Also known as “acid,” LSD is typically consumed through swallowing or being delivered via special paper that users consume. Made synthetically, it can have very powerful effects on users. Those who take LSD typically do so with the intention of seeing things that aren’t actually there. However, the potency of this drug can have severe effects on one’s mind. Someone who is not prepared for the experience or in a poor state of mind can end up having what’s known as a “bad trip.” They can start to become very paranoid and feel emotionally vulnerable. This could carry over into the days after the drug wears off. Like with any other hallucinogenic drug, there’s the risk of someone under the influence of LSD doing something that could cause serious harm to themselves or others.


The mushrooms you find at the grocery store won’t do anything beyond adding some flavor and texture to your meals. However, psilocybin (or “magic”) mushrooms have very powerful psychedelic effects. Similar to LSD, they can cause users to see strange things and can negatively affect their state of mind.


This substance is found inside certain cacti. It can cause intense hallucinations. A similar drug, also derived from cacti, is peyote.


Though used medically for anesthetic purposes, ketamine can also have powerful hallucinatory effects. It can be taken in multiple ways, including smoking and injecting through needles. Users can feel themselves losing their relationship with reality as a result of using ketamine.


Phencyclidine, typically referred to as “PCP”, is another hallucinogenic drug that originated as an anesthetic. It has since been made completely illegal thanks to the consequences of using it. Like ketamine, it can be consumed in multiple ways. When someone is high on PCP, they can lose focus and have trouble telling what’s real and what isn’t. They can also make dangerous decisions due to having the part of their brain that knows what they should and shouldn’t do end up being compromised.

How to Avoid Hallucinogenic Drugs

The best way to avoid hallucinogenic drug abuse is to avoid using these substances in the first place. Being comparatively safer to things like opiates can lead people to the false perception that there’s no harm in using these substances. However, there are more than enough cases of people suffering serious consequences through using hallucinogenic drugs to show that these should not be viewed lightly.

Hallucinogenic drugs are often consumed in social settings. If you’re at a party where others are using mushrooms or LSD, you might be tempted to partake. This can be even more dangerous, as you’re unlikely to be prepared for what could transpire and you may not know what the intentions of the other people are, especially if you don’t know them very well.

If you consider taking any hallucinogenic drugs, first think about what the consequences could be. Some people think it’s worth taking the risk if it means they’ll be able to have their perception of the world altered in a profound way. However, the experience of having a frightening experience under the influence of these drugs can be traumatic enough to make someone immediately regret taking them. If someone offers you them and you don’t want to take them, tell them no thanks. If they persist or you find yourself feeling uncomfortable with the situation, get out of it as soon as you can. There should be no obligation to stay in an environment you don’t feel good about being in.

What to Do If You Already Use Hallucinogenic Drugs

Because hallucinogenic drugs do not have the same addictive properties as other drugs, it’s easier to stop using them. Withdrawal symptoms are highly unlikely and the intensity of the situation could easily make someone not want to use them ever again. However, you should consider how continued usage could affect your life. It only takes one bad experience for your life to be permanently altered.

Seeking Help

If hallucinogenic drugs or any other substances are being abused by you, it’s important that you seek out help as soon as possible. You should never think that your substance abuse isn’t serious enough to warrant treatment. Delaying treatment means that it will be much more difficult for you to be able to get the help you need. You need to be honest with yourself and anyone working to help you in a treatment program.

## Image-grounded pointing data
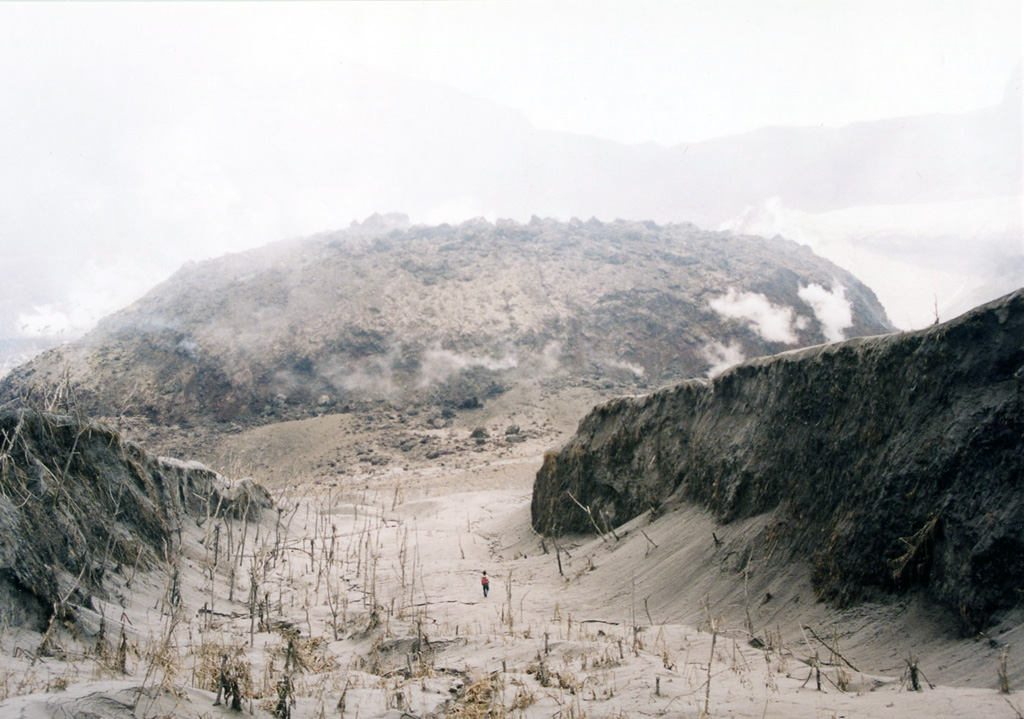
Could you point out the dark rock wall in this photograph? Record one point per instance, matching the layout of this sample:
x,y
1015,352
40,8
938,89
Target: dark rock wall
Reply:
x,y
77,501
892,462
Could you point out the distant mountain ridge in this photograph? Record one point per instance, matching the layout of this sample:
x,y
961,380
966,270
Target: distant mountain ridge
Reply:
x,y
347,147
448,316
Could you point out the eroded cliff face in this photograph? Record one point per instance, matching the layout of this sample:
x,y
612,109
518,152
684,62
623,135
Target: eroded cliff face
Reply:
x,y
889,463
77,502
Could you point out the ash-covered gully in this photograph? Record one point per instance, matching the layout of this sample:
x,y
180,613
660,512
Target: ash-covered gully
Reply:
x,y
891,463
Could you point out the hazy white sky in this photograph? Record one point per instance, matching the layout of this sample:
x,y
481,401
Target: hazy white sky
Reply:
x,y
110,166
671,72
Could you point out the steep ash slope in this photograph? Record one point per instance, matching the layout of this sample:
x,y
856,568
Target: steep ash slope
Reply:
x,y
889,463
445,315
77,502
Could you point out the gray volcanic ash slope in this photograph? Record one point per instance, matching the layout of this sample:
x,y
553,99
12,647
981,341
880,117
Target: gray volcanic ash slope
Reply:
x,y
78,504
888,464
448,315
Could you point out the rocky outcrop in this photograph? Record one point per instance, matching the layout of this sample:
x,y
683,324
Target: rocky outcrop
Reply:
x,y
77,501
449,316
890,463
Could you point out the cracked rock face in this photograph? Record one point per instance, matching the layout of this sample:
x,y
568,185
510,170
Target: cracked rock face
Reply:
x,y
450,316
889,463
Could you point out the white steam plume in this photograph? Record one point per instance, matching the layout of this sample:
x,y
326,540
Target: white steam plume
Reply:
x,y
832,308
722,356
440,364
773,323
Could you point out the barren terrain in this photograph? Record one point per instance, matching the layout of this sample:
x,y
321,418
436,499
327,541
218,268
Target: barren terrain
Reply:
x,y
361,596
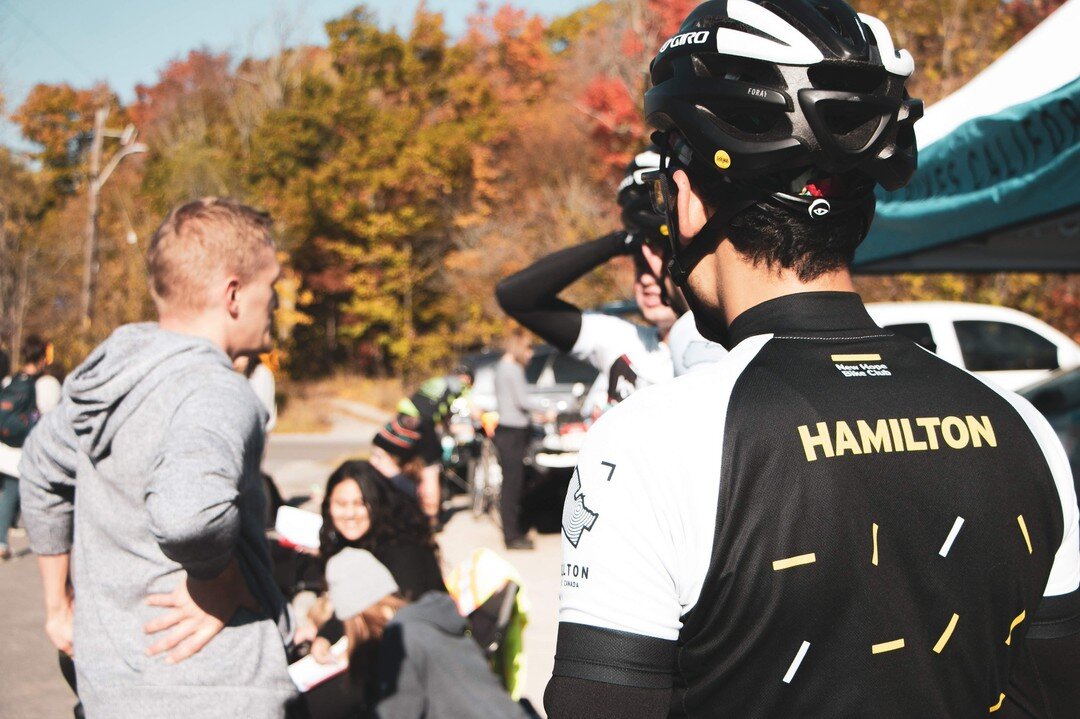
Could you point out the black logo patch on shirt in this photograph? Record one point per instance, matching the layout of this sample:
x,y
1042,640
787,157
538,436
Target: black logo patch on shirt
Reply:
x,y
622,380
861,365
577,517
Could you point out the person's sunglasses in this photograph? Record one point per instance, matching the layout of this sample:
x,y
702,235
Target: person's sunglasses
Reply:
x,y
660,192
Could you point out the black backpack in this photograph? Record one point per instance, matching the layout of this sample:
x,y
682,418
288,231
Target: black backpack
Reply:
x,y
18,409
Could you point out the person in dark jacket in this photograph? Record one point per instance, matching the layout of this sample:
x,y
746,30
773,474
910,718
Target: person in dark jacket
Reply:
x,y
419,658
363,511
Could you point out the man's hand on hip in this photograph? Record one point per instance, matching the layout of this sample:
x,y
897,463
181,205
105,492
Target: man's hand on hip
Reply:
x,y
199,610
59,622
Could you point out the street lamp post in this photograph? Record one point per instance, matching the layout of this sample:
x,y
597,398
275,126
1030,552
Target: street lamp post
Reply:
x,y
97,179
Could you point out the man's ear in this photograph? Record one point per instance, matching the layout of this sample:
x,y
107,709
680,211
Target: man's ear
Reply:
x,y
692,214
232,297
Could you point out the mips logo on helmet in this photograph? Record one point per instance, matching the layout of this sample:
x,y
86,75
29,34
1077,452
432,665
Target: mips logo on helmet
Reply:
x,y
699,38
820,207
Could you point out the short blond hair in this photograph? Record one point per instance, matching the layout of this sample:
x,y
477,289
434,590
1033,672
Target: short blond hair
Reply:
x,y
200,239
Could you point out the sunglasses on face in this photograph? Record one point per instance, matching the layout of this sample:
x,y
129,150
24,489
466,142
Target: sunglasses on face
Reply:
x,y
661,192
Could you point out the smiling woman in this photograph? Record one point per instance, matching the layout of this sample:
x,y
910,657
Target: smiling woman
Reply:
x,y
362,510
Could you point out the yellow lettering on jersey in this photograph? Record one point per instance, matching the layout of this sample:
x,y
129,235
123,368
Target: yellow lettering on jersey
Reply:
x,y
981,429
895,435
909,441
955,432
876,439
930,424
846,439
898,437
821,439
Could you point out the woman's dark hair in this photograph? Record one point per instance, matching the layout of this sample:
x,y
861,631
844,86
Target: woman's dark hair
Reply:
x,y
393,515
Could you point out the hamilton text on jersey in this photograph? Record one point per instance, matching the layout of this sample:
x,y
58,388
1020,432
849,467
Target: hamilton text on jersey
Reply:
x,y
896,435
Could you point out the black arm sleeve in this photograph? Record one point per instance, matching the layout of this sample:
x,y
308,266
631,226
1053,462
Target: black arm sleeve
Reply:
x,y
1044,679
604,673
530,296
567,697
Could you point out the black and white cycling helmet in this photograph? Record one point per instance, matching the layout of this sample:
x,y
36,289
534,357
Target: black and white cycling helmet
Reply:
x,y
638,214
763,97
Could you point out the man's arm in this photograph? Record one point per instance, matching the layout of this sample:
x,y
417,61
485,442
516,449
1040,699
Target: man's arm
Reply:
x,y
46,490
59,601
1043,681
530,295
48,480
192,494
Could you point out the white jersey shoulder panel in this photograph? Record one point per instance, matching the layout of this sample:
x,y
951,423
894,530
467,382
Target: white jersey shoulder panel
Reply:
x,y
639,517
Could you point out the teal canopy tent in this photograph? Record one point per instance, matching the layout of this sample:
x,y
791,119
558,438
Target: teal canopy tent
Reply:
x,y
998,182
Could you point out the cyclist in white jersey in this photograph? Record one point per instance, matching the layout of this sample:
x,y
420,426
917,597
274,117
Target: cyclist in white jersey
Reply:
x,y
628,354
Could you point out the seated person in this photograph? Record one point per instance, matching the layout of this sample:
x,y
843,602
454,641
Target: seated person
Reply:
x,y
418,658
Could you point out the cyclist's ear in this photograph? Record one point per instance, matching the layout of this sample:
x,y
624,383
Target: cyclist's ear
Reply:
x,y
692,212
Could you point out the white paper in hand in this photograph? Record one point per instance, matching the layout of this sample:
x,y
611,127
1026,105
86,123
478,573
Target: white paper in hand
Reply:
x,y
298,527
308,673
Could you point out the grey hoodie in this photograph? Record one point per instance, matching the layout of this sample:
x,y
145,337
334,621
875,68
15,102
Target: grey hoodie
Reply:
x,y
429,667
147,472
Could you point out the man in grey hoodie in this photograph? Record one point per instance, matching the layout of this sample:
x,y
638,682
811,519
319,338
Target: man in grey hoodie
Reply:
x,y
145,483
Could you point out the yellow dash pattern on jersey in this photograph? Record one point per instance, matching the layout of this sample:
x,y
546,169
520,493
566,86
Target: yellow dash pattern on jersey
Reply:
x,y
887,647
1012,627
1023,529
780,565
946,634
874,558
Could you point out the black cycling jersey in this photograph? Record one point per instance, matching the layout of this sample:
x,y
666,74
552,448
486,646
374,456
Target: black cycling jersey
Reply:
x,y
831,521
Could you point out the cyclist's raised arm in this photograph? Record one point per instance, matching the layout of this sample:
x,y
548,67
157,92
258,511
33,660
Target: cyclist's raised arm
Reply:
x,y
530,295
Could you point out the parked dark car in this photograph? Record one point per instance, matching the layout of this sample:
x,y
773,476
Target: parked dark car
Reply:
x,y
556,380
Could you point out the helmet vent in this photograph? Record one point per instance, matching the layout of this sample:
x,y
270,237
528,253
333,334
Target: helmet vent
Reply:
x,y
851,124
848,77
743,69
713,22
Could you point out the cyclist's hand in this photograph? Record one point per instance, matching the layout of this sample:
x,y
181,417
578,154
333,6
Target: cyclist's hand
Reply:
x,y
58,626
626,243
321,650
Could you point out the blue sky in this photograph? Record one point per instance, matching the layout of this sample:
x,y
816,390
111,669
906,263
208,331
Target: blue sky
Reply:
x,y
124,42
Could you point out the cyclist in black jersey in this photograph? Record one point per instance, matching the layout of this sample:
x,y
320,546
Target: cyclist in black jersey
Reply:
x,y
839,524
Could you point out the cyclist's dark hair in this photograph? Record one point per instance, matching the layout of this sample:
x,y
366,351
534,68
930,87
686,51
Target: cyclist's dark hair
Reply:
x,y
34,350
808,247
393,515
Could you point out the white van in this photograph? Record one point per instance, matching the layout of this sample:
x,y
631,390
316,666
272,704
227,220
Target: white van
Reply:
x,y
1008,347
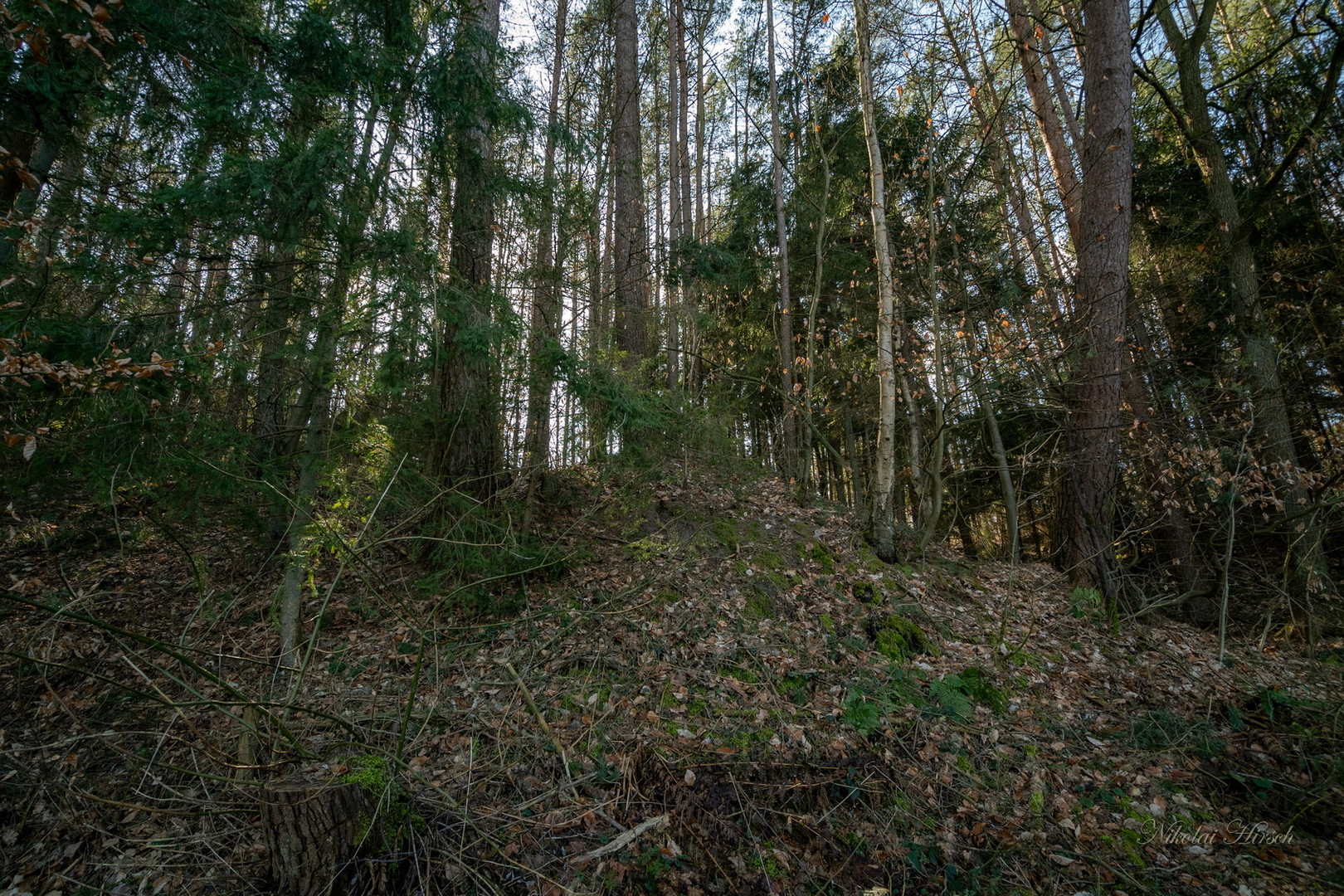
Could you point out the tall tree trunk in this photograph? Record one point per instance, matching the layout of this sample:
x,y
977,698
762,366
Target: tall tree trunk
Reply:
x,y
1308,570
466,453
676,50
1094,388
629,257
1051,129
882,520
544,347
789,416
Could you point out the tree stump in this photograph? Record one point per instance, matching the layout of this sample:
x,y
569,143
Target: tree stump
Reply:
x,y
312,832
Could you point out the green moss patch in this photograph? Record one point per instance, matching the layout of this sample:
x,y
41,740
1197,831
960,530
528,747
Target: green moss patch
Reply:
x,y
899,640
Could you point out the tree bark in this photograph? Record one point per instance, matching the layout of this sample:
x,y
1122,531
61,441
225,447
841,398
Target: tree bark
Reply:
x,y
882,520
544,347
1047,117
629,243
466,453
312,833
1098,368
1308,570
789,416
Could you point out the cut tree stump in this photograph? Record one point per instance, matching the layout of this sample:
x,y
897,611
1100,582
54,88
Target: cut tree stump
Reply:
x,y
312,832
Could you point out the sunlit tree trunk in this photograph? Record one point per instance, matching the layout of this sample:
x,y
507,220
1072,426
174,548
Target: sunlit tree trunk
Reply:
x,y
1098,367
629,249
882,519
544,347
1047,117
788,375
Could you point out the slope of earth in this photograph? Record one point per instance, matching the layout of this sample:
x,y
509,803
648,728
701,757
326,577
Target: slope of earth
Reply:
x,y
721,694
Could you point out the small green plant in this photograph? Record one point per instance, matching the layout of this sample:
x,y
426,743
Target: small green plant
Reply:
x,y
1085,602
899,640
394,817
862,712
758,606
1163,730
765,861
951,696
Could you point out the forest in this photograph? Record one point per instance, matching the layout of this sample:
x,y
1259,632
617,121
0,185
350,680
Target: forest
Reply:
x,y
645,446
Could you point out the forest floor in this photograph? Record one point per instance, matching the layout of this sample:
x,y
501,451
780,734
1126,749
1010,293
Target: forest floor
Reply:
x,y
721,692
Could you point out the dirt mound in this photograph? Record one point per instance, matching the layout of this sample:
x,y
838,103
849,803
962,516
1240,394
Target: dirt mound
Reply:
x,y
723,694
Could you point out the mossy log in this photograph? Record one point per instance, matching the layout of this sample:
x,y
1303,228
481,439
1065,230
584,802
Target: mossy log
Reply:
x,y
312,833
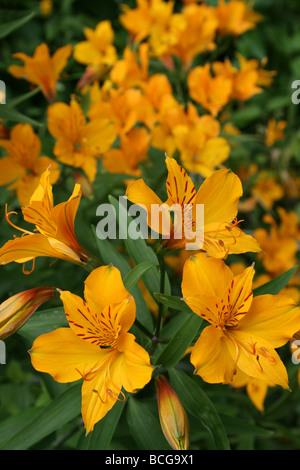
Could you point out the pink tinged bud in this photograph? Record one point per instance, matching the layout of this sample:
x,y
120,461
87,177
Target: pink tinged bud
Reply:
x,y
16,310
173,418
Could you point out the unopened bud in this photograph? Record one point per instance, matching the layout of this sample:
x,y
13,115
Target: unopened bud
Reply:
x,y
173,418
16,310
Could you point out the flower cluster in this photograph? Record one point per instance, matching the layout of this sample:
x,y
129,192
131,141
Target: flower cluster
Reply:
x,y
158,113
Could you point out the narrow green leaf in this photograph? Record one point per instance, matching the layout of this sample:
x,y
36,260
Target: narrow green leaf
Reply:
x,y
197,403
138,250
108,255
276,285
26,96
10,114
9,27
143,422
52,417
42,322
179,343
101,436
172,301
136,273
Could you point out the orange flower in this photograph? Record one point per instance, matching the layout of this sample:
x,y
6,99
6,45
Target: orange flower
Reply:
x,y
219,193
213,93
236,17
97,52
279,243
267,190
274,132
41,69
123,108
198,35
16,310
79,143
97,347
244,331
133,150
54,225
23,166
156,21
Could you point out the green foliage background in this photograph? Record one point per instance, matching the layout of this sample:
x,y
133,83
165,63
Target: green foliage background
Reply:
x,y
35,411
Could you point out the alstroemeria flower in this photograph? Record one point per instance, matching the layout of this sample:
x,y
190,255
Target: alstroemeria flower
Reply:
x,y
54,234
79,143
219,194
23,166
16,310
244,331
97,347
41,69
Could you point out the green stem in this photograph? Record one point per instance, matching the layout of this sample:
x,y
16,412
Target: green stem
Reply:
x,y
143,329
162,289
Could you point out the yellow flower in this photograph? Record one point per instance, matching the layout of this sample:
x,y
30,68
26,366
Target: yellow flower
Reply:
x,y
41,69
23,166
54,225
16,310
98,48
97,347
219,193
198,34
172,415
133,150
236,17
201,149
280,243
79,143
256,389
274,132
244,331
267,190
212,92
97,52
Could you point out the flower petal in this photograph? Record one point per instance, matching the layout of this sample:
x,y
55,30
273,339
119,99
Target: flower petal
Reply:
x,y
211,357
276,318
64,356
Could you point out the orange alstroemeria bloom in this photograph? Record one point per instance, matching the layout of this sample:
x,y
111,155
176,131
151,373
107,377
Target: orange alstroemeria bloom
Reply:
x,y
236,17
274,132
133,150
54,234
219,194
97,347
41,69
244,331
79,143
23,166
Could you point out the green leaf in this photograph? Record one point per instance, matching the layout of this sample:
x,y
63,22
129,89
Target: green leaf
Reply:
x,y
7,28
172,301
52,417
179,343
136,273
139,251
197,403
10,114
42,322
276,285
143,422
100,437
108,255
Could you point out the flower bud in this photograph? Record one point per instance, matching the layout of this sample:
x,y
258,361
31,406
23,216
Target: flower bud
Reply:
x,y
16,310
173,418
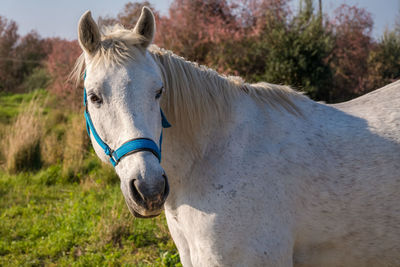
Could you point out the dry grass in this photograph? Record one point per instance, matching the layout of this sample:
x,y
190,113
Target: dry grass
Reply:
x,y
21,140
76,145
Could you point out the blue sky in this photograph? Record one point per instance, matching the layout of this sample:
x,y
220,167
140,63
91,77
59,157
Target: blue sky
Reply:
x,y
59,18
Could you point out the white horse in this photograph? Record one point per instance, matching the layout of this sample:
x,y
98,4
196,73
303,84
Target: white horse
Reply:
x,y
259,175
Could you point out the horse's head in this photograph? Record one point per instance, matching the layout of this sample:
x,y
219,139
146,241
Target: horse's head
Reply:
x,y
123,89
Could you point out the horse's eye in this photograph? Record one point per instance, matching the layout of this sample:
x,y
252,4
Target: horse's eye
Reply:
x,y
159,93
95,99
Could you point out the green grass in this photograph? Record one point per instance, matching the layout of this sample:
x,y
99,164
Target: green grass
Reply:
x,y
48,221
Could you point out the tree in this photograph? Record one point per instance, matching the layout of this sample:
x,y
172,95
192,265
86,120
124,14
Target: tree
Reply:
x,y
384,61
352,27
8,40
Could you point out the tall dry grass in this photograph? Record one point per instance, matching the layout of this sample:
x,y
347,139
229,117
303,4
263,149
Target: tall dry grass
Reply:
x,y
76,145
21,140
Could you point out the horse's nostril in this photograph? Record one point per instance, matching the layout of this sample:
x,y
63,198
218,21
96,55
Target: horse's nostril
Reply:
x,y
135,193
166,187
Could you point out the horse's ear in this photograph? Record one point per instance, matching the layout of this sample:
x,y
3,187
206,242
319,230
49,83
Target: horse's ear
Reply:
x,y
146,26
88,33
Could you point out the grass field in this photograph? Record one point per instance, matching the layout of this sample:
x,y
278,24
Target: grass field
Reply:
x,y
53,216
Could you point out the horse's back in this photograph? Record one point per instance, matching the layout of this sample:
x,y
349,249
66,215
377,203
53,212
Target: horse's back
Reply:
x,y
364,177
380,108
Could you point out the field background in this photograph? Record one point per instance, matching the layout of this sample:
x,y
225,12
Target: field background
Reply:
x,y
59,215
60,206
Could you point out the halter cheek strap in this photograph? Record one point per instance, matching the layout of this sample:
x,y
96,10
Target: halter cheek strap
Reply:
x,y
129,147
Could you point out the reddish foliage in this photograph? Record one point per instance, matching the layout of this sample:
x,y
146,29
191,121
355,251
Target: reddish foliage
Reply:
x,y
59,64
8,39
352,28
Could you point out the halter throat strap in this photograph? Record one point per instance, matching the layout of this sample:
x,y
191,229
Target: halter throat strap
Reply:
x,y
129,147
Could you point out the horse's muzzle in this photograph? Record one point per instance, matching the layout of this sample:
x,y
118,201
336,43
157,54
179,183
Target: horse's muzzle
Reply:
x,y
149,198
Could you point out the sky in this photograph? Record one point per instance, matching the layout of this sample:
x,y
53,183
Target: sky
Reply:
x,y
52,18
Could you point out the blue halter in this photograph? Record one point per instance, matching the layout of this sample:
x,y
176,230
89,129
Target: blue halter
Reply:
x,y
130,146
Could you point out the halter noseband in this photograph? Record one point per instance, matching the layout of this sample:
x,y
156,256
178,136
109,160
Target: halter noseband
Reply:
x,y
129,147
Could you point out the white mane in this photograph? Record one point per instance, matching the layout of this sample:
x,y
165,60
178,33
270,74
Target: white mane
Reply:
x,y
194,93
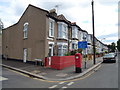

## COMPLETE THE FOLLOWING
A. In the hallucinogenic drugs text, which drug began as an anesthetic and has since been made completely illegal?
B. Print the hallucinogenic drugs text from "What to Do If" to "a treatment program.".

## EXPECTED RESULTS
A. Phencyclidine, typically referred to as "PCP."

B.
What to Do If You Already Use Hallucinogenic Drugs

Because hallucinogenic drugs do not have the same addictive properties as other drugs, it’s easier to stop using them. Withdrawal symptoms are highly unlikely and the intensity of the situation could easily make someone not want to use them ever again. However, you should consider how continued usage could affect your life. It only takes one bad experience for your life to be permanently altered.

Seeking Help

If hallucinogenic drugs or any other substances are being abused by you, it’s important that you seek out help as soon as possible. You should never think that your substance abuse isn’t serious enough to warrant treatment. Delaying treatment means that it will be much more difficult for you to be able to get the help you need. You need to be honest with yourself and anyone working to help you in a treatment program.